▸ Stated problem: Could you render the listing below as a numbered list with one line per item and the blank lines dropped? Leave the pictures out of the answer.

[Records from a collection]
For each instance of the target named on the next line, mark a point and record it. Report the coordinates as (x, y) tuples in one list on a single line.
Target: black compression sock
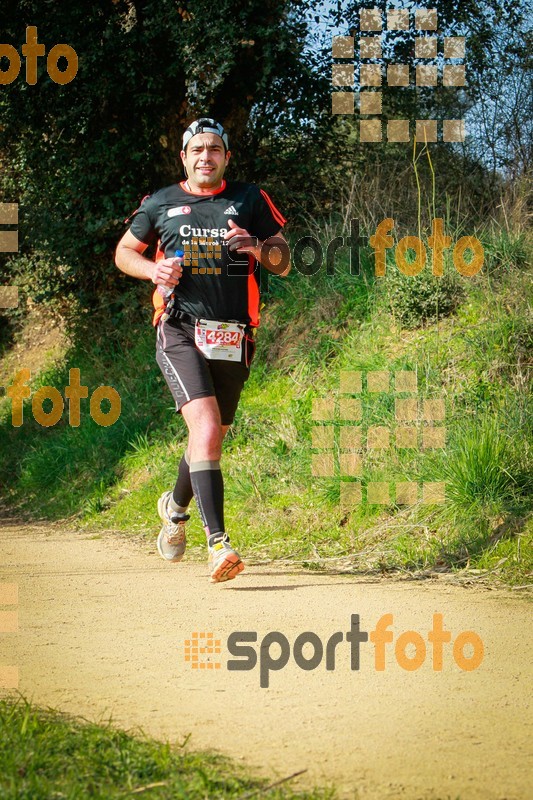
[(183, 493), (208, 486)]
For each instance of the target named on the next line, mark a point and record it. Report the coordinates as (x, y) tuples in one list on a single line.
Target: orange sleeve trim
[(278, 216)]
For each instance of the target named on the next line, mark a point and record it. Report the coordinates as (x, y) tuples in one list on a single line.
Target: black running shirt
[(215, 284)]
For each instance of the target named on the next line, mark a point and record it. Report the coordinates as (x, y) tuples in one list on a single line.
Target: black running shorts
[(190, 375)]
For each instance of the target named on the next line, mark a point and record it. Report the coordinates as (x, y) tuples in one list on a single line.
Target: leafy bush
[(420, 299)]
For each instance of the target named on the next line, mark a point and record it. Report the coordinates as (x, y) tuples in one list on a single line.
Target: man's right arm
[(129, 258)]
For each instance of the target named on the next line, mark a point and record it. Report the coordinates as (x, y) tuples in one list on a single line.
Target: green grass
[(46, 755), (476, 358)]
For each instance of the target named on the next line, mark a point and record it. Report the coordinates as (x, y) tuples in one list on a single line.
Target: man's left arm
[(273, 253)]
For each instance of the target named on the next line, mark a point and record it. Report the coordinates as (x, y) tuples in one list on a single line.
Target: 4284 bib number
[(219, 341)]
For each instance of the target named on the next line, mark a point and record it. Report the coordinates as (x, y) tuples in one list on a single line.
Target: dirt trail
[(102, 628)]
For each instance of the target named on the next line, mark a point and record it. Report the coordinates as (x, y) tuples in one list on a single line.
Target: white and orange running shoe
[(224, 562)]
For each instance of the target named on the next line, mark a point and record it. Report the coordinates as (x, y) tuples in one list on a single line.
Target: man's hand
[(167, 272), (239, 240)]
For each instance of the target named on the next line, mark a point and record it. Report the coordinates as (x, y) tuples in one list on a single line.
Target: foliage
[(47, 754), (78, 158), (420, 299)]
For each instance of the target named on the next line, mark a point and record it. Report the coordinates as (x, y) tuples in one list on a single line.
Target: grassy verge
[(46, 755), (467, 339)]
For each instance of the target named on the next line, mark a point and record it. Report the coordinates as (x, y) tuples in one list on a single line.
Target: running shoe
[(171, 540), (224, 562)]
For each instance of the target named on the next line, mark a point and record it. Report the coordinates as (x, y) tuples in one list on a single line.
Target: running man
[(205, 329)]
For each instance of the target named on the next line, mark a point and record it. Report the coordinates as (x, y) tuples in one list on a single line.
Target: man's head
[(205, 153)]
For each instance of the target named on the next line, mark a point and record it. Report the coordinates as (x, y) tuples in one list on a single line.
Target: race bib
[(219, 341)]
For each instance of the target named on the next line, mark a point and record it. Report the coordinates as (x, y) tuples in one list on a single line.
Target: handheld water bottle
[(166, 291)]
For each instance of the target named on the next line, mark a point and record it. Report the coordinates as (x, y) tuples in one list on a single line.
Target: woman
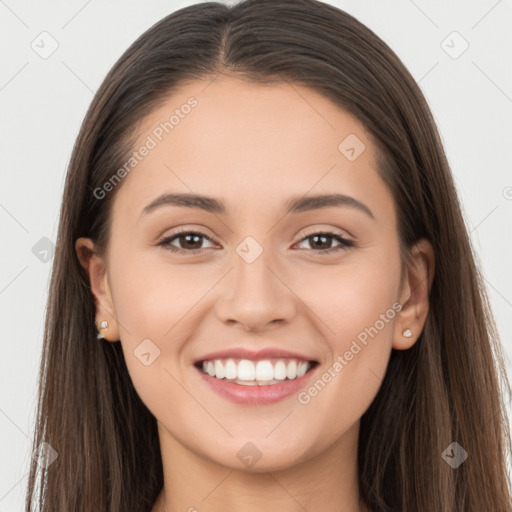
[(260, 222)]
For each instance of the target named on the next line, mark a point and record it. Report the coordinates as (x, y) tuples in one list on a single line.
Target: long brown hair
[(447, 388)]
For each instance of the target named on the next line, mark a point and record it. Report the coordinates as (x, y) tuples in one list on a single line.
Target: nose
[(254, 295)]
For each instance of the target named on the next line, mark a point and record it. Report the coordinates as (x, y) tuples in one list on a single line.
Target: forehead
[(250, 143)]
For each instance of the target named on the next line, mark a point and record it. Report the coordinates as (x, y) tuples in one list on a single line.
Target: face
[(321, 280)]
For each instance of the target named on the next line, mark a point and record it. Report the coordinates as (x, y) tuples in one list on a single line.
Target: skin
[(254, 147)]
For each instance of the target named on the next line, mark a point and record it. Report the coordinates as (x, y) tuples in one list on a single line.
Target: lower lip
[(256, 395)]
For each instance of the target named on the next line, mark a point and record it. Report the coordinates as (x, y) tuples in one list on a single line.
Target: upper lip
[(246, 353)]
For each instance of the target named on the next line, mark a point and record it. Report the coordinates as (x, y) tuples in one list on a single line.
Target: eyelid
[(344, 243)]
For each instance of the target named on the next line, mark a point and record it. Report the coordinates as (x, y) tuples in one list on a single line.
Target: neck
[(325, 482)]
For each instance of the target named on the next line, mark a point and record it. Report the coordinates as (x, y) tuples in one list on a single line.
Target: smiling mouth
[(265, 372)]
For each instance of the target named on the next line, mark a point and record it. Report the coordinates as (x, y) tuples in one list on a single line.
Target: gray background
[(43, 101)]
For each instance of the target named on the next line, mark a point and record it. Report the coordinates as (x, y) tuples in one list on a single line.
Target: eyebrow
[(294, 205)]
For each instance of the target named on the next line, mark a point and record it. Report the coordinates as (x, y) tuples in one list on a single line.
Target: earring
[(103, 325)]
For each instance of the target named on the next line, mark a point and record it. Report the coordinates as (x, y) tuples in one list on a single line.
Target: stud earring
[(103, 325)]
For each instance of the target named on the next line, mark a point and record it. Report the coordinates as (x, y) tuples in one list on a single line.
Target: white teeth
[(260, 373)]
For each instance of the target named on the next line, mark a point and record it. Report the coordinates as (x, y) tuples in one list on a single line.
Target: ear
[(414, 295), (96, 269)]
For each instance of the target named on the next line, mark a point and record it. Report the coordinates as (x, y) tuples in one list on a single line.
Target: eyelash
[(344, 243)]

▸ Solution:
1. For each instance of the target named on the next line, mark a point and record it. Report the coordinates as (x, y) tuples in one list on a single line.
2. Target: black compression sock
3. [(183, 493), (208, 486)]
4. For each instance of the target named on the next line, mark a point and record it. Report the coordinates as (x, y) tuples in one list on a single line.
5. Target: orange sleeve trim
6. [(278, 216)]
7. For each instance of the target named on the next line, mark a point and record it. Report the coordinates as (x, y) tuples in one list on a single line.
8. Target: black running shirt
9. [(215, 284)]
10. For each instance of the target named on the next line, mark a point and record it. Report the coordinates as (x, y) tuples in one list on a single line.
11. Target: black running shorts
12. [(190, 375)]
13. For each instance of the target named on the next line, mark a point and record it. Report the coordinates as (x, y) tuples in one list on a single line.
14. Target: leafy bush
15. [(420, 299)]
16. For each instance of the target named on the next line, mark a point and record it. Report the coordinates as (x, y) tuples in one list on a single line.
17. Target: man's right arm
18. [(129, 258)]
19. For each instance of the target named on the next line, mark a point and record it. Report the coordinates as (x, y) tuples in one list on a single line.
20. Target: green grass
21. [(46, 755), (476, 358)]
22. For each instance of the target named on the next line, mark a point and record it. Report the coordinates as (x, y) tuples in one list on a single line.
23. Target: man's left arm
24. [(273, 253)]
25. For each instance of the target named on the next line, mark a point and record it. Report the coordinates as (x, y) tuples in one list on a single line.
26. Target: 4284 bib number
27. [(219, 341)]
28. For each instance of the target named on the next line, mark a point and record it. Report the coordinates as (x, y) tuples in one list on a single line.
29. Target: dirt trail
30. [(102, 628)]
31. For each instance of the target named on the next line, mark a point and record it. Report the coordinates as (x, y) tuples in one list on a single line.
32. Target: white and orange running shoe
33. [(224, 562)]
34. For each instance of the target named on the next line, mark a point and record it. Report the coordinates as (x, y) tuples in one list on a single line.
35. Target: man's hand
36. [(167, 272), (239, 240)]
37. For each instance of the target named on the next line, mark a point and record it. Report the coordinates as (x, y) tuples in one list on a single line.
38. Target: foliage
39. [(47, 754), (78, 158), (420, 299)]
40. For each instance of the target named on the next line, mark a point and record it. Report the coordinates as (x, y) tuples in one list on a single line.
41. Target: grassy verge
42. [(46, 755), (467, 339)]
43. For each instance of the target named on the next line, mark a point and record it. Report the coordinates as (x, y) tuples in one list on a single line.
44. Target: running shoe
45. [(171, 540), (224, 562)]
46. For each instance of the target named on the next line, mark a point and record it. Report the coordinates as (x, y) tuples in one list on a single line.
47. Target: running man
48. [(205, 329)]
49. For each instance of the target named on the next line, mark a point and record it. Report the coordinates as (x, y) tuples in one list on a single line.
50. Target: man's head
51. [(205, 153)]
52. For each instance of the target named on the next line, mark a point and record it. Report the coordinates as (x, y) tuples in one list on a single line.
53. Target: race bib
54. [(219, 341)]
55. For each instance of the target named on the next line, mark a point and record it. Report the coordinates as (x, y) tuples in one list on a single line.
56. Target: handheld water bottle
57. [(166, 291)]
58. For each instance of the target named on the next line, mark a point and record it. Report the coordinates as (x, y) tuples in one list on a single line.
59. Target: woman
60. [(260, 222)]
61. For each instance of the target named on the next line, mark a point and record it. Report the coordinates as (x, y) tuples in one list on a single line.
62. Target: long brown hair
63. [(447, 388)]
64. For each instance of the target named on the next line, mark a point and record it. Report the coordinates as (x, y) tuples in one list on a single line.
65. Target: nose
66. [(254, 295)]
67. For each instance of the target named on the next line, mark a point and record it. Report the coordinates as (x, y) tuples in one list on a single line.
68. Target: forehead
69. [(250, 143)]
70. For each instance of the target named on the next line, mark a point and record it. Report the coordinates as (x, y) tuples in one list on a single line.
71. Target: face
72. [(321, 280)]
73. For each instance of the target named on the next line, mark a point and record it. Report the coordinates as (x, y) tuples in one list on a single line.
74. Target: skin
75. [(254, 147)]
76. For each instance of the target named on the next line, mark a point and record it. Report the coordinates as (x, y) tuples in one list on a single line.
77. Target: lower lip
78. [(256, 395)]
79. For each instance of the target named on the next line, mark a point and record it. Report the coordinates as (x, y) tuples in one list on a single line.
80. Target: upper lip
81. [(246, 353)]
82. For each instance of the target named on the next line, mark a point and record it. Report the coordinates as (x, y) tuples in one list on a single line.
83. Target: eyelid
84. [(344, 243)]
85. For each instance of the target named on the next line, mark a point and record it. Report the coordinates as (x, y) tuples in one list on a single line.
86. Target: neck
87. [(325, 482)]
88. For each instance of the target named on the next line, mark a point and record it. Report the coordinates as (x, y) tuples in one list on a single line.
89. Target: smiling mouth
90. [(265, 372)]
91. For each instance of the target named on the next line, mark a point and record it. Report the coordinates as (x, y) tuples in one list on a single line.
92. Target: gray background
93. [(43, 101)]
94. For each instance of the target named on the next line, mark a point and record it. Report the coordinates as (x, y) tuples in one list on a single line.
95. Target: eyebrow
96. [(294, 205)]
97. For each instance of the target named on the next line, mark a point and record it. Report the coordinates as (x, y) tuples in one list on a single line.
98. Target: earring
99. [(103, 325)]
100. For each instance of the target named on the next line, mark a point and record it. Report the coordinates as (x, y) tuples in one list on a single line.
101. Target: stud earring
102. [(103, 325)]
103. For each instance of the target named on the next line, mark a point and record it. Report the coordinates as (x, y) tuples in one list on a single line.
104. Target: white teeth
105. [(260, 373)]
106. For each instance of the target named on the next line, mark a point and record it. Report the coordinates as (x, y) tuples in one list on a single line.
107. Target: ear
108. [(414, 295), (96, 269)]
109. For each instance of the target named on the next line, mark a point and record it. Report the coordinates as (x, y) tuples in one list on a single line.
110. Target: eyelash
111. [(344, 243)]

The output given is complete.